▶ **EXERCISE BRIEF**
Will you quote only the lines starting at the one that contains "the train window" and ending with the last line of the listing below, inclusive?

▶ **DATA SHOWN**
---

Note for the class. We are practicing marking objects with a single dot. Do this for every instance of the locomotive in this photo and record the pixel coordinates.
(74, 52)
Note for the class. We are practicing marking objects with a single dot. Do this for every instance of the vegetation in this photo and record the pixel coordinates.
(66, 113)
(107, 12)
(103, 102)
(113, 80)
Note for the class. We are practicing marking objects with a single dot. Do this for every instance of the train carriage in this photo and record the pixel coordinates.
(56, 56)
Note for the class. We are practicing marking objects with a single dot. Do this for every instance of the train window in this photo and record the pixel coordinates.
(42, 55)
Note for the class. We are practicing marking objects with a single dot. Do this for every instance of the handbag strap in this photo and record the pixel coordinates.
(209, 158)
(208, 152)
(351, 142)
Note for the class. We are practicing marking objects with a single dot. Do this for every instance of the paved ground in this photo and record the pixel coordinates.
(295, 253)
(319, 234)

---

▶ **RESULT**
Note for the class. We are practicing marking objects with a single dot. Do this for every instance of the train window in this photo and record the pixel coordinates.
(42, 55)
Note for the class. We are practicing marking objects with a single dot. Do this for every instance of the handbag strap in this photo and record the pixel coordinates.
(209, 158)
(208, 152)
(351, 142)
Note for the class. We are practicing marking objects with a single dot. Do this for every instance of the paved ground in this photo and record the pixel coordinates.
(295, 253)
(319, 234)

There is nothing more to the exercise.